Instructions to follow. Copy out the material below word for word, keeping every line as it appears.

Records supplied.

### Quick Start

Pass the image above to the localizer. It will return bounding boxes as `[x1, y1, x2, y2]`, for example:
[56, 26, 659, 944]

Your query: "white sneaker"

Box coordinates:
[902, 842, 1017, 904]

Output for this task.
### Quick Start

Pass the image above to the localizer. It will return bounding boxes as `[x1, y1, x2, y2]`, for example:
[56, 26, 659, 944]

Your query: "white sneaker"

Box coordinates:
[902, 842, 1017, 904]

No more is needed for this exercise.